PROBLEM DETAILS
Answer these from the essay excerpt on giving up kosher food:
(a) In what city did the writer come to understand the paradox of opposites?
(b) For about how long had the writer been eating treyf before that trip?
(c) What kind of rennet was used in the only cheese the writer ate while growing up?

DOCUMENT EXCERPT
•••••

Illustration by Kurt Hoffman
It was on a trip to Madrid, about four years ago, that I finally understood the paradox of opposites: that there’s no such thing as opposites, really, and that what you get when you try to run as hard as you can in the opposite direction to your upbringing is, well, something quite a lot like where you started.
I’d been eating treyf for about six years before that. I’d grown up frum, in an Orthodox — though not closed or uneducated — community. I’d separated meat from dairy, I’d only bought from kosher butchers, I’d kept myself clean of the impure flesh of the pig. I’d drunk only kosher wine, eaten only cheese made with vegetable rennet, bought only bread baked by Jewish hands. All of that. For a long time. And then it seemed time for it to be over. And slowly, one by one, I started to eat the forbidden foods.

•••••

DATASET EXCERPT

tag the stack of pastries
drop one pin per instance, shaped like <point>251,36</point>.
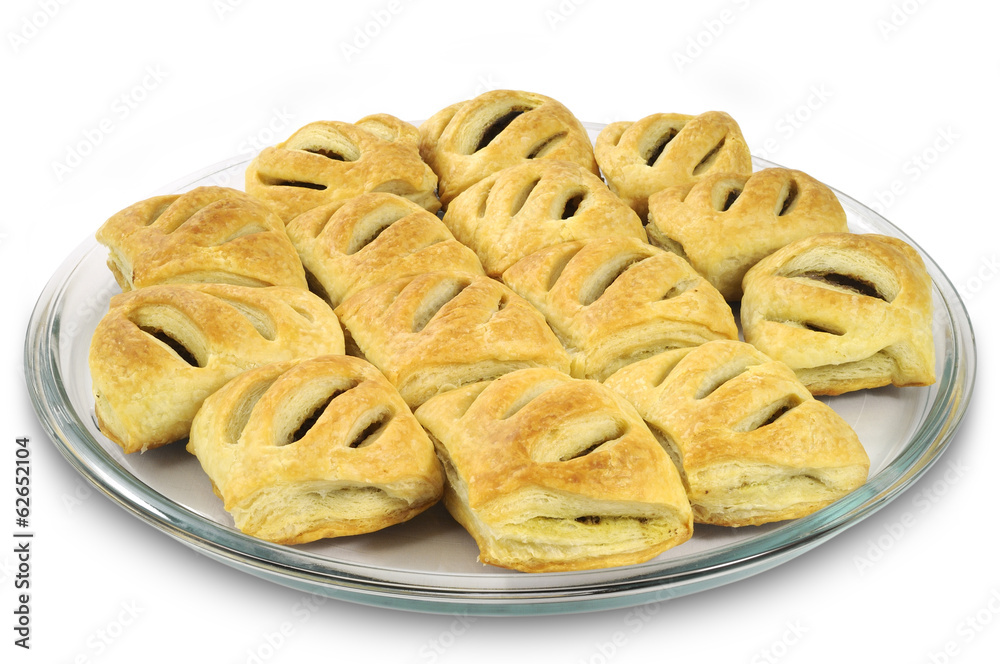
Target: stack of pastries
<point>468,311</point>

•••••

ANSWER BELOW
(a) Madrid
(b) About six years
(c) Vegetable rennet